Work to be completed →
Reproduce the entries word for word, starting at the line that contains "the wooden plank" and ending after the line that contains "(1047, 651)".
— Start Information supplied —
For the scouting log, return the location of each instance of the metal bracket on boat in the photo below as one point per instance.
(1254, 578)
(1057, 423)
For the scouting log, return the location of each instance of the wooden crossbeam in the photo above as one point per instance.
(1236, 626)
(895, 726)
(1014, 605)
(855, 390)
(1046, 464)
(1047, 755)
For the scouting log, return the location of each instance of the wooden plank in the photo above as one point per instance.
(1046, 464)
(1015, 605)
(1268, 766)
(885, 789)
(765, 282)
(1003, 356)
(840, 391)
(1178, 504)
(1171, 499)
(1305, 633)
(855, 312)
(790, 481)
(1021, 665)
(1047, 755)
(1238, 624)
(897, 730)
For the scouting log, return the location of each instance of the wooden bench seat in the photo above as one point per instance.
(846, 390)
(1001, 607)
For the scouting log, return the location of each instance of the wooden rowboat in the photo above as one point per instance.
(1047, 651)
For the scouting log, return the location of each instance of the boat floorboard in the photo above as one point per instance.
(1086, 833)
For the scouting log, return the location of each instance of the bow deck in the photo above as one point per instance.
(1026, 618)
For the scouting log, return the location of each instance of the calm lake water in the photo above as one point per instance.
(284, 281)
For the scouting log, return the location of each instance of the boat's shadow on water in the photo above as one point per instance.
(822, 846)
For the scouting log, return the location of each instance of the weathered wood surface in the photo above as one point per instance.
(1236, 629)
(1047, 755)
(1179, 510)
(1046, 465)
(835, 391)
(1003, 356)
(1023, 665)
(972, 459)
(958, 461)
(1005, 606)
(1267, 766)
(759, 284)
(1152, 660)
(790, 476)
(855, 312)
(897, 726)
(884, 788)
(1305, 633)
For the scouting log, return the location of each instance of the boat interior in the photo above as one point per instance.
— End Information supplied —
— Start Information supplied —
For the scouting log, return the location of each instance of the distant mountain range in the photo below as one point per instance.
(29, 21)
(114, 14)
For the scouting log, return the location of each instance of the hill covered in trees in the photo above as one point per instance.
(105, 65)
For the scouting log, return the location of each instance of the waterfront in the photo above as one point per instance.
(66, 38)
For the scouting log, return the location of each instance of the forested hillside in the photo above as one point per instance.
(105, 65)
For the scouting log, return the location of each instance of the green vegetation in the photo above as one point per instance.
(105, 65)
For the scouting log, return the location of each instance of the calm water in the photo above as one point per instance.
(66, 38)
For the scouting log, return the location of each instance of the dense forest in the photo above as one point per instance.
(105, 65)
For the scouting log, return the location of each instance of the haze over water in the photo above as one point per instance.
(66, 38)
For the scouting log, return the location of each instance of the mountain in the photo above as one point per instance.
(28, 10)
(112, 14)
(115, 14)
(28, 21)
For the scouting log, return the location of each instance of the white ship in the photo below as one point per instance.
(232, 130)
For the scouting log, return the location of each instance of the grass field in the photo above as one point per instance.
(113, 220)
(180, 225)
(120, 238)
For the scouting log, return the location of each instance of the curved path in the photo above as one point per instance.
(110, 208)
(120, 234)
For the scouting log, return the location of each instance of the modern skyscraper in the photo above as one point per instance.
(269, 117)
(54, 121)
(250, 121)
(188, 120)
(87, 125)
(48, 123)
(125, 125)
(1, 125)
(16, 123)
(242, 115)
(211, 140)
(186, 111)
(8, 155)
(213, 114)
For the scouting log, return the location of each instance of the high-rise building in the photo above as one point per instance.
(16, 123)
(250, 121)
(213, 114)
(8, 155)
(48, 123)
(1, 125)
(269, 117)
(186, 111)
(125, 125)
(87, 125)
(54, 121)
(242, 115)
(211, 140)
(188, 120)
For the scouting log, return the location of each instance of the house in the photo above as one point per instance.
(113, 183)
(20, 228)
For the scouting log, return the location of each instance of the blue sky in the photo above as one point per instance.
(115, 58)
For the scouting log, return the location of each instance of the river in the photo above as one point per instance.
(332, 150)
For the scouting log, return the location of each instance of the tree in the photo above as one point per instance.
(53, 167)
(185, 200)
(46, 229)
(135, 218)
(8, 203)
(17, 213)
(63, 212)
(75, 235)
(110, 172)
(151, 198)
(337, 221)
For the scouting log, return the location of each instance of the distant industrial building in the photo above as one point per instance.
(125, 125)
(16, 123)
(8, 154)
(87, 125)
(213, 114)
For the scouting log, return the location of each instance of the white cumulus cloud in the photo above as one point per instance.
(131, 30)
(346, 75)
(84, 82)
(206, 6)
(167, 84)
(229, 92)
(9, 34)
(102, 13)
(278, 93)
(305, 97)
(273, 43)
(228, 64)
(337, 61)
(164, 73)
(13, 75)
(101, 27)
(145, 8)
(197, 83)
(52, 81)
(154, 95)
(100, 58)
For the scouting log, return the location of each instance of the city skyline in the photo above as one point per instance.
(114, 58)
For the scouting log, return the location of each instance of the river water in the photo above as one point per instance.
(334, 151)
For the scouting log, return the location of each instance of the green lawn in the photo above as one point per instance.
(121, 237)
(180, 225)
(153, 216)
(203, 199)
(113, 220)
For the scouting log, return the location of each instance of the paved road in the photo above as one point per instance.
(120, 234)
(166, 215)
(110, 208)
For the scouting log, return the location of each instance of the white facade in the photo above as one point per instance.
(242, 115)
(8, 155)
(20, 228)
— End Information supplied —
Correct result →
For the scouting log, return the location of each instance of the wooden plank in the photo above as one point per instance.
(1046, 464)
(1015, 605)
(1268, 766)
(885, 789)
(765, 282)
(1003, 356)
(840, 391)
(1178, 504)
(1171, 499)
(1305, 633)
(855, 312)
(790, 481)
(1021, 665)
(1047, 755)
(1238, 624)
(897, 730)
For the scouting log, return the location of each instance of the wooden bench seat in the photo above as one point per instance.
(846, 390)
(1001, 607)
For the scouting log, return the location of each instance of the wooden rowboat in the photo above as one point per instance.
(1047, 651)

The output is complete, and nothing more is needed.